**TASK BRIEF**
Each record must be repeated exactly as it stands.

**EXTRACTED MATERIAL**
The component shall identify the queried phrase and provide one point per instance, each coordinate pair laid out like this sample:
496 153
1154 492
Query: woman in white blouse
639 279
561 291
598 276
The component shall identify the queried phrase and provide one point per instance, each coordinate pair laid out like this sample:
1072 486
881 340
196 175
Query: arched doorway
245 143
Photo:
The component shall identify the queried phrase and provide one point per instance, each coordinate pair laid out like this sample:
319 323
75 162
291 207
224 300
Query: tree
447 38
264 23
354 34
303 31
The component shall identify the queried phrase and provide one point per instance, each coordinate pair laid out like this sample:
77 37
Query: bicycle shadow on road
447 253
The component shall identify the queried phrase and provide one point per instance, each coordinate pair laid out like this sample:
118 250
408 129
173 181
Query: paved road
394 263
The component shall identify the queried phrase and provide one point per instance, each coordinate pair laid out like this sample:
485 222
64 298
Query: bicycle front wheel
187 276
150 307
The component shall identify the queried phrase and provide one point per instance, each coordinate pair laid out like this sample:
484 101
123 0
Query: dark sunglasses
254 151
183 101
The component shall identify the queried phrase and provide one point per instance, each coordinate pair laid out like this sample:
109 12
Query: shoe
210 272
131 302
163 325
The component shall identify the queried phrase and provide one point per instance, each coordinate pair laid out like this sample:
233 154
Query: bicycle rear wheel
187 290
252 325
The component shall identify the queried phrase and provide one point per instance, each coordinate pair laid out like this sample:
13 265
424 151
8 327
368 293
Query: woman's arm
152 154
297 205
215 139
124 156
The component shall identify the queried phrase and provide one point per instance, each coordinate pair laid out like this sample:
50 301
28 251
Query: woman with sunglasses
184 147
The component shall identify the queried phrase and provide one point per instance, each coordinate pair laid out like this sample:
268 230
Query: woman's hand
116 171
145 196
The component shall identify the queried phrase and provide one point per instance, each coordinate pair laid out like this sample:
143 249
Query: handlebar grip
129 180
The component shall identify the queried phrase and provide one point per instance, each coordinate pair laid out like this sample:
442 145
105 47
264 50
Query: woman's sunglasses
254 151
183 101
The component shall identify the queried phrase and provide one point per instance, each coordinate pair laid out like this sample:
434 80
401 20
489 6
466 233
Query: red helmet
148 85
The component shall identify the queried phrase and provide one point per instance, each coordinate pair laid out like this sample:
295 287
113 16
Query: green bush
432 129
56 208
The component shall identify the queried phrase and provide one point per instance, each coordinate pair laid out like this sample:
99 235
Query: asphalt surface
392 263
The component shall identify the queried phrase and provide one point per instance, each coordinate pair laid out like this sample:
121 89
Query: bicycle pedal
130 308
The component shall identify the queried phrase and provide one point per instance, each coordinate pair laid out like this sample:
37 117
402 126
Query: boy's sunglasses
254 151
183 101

**RESULT OF THIS EXERCISE**
The component shall identify the queried phrase and provide one point per instance, each coordinate pair laid out like this sample:
496 153
1154 492
Query: woman in white blouse
639 279
561 291
598 276
The component shall identify the queried phrase and provide one point per instance, each coordinate pair laid out like this sample:
1072 486
881 340
196 175
Query: arched doorway
245 143
Photo:
The component shall identify the queried phrase and provide one point per instance, each coordinate pair laid out like this sample:
319 323
75 162
291 207
224 300
Query: tree
447 38
264 23
354 34
303 31
The component shall identify the queried phrase and provide one point per instance, each coordinate pair laid out like this sample:
77 37
Query: bicycle shadow on road
447 253
The component shall identify the queried phrase and provide one point per instance, each coordinate pair laid out like this sample:
118 250
408 129
173 181
Query: paved road
394 263
The component shall identify the queried phrase and provide one point per instance, each coordinate pair laid out like this sample:
485 222
64 298
Query: bicycle front wheel
187 276
150 307
The component shall identify the queried phrase and provide one point per instance, each coordinate pair laid out like this sample:
484 101
123 0
Query: dark sunglasses
254 151
183 101
The component shall identify the queried phrase and provide one point per instance, each coordinate pair laid out like this sample:
109 12
Query: shoe
210 272
131 302
163 325
The component shall identify the queried phrase and provide one point per instance, each coordinate pair laid out like this sample:
233 154
Query: bicycle rear wheel
187 290
252 325
The component shall identify the queried phrase and provide one point per instance, each coordinate pair laid out like this sample:
13 265
424 151
8 327
368 293
Query: woman's arm
152 154
297 205
215 139
124 156
The component shall identify the queried phrase and provide one point per instance, each coordinate pair laid out like this sample:
50 301
28 251
Query: woman with sunglasses
184 147
The component shall identify the queried phrase and provide one point per instance, each coordinate pair laid out like this sample:
268 230
Query: woman's hand
116 171
145 196
The component shall identify the queried phrase and provide one point per instance, each coordinate pair laid out like this sample:
143 249
Query: handlebar grip
129 180
The component shall identify the queried phrase and provide one point per instance, each coordinate pair laid out like this sample:
442 145
105 47
264 50
Query: woman's sunglasses
254 151
183 101
The component shall identify the queried phrase and provide one point per instance, each coordinate pair laid out like this sample:
434 80
401 20
489 6
466 233
Query: red helmet
148 85
The component shall identify the queried phrase and provide one point per instance, each coordinate pair laid out like this sample:
295 287
113 16
Query: green bush
432 129
56 208
The component shall identify the queried phrase and provide one point per instance, each coordinate pair laid out like this sample:
99 235
Query: asphalt surface
392 263
The component shall identify the queried phrase and provide one point per instance, each coordinate pair laid out like this sample:
121 89
Query: bicycle pedal
130 308
The component shall identify the queried phrase and provide one point per instance, each coordinate pair laid out like this sample:
37 117
402 126
Query: boy's sunglasses
254 151
183 101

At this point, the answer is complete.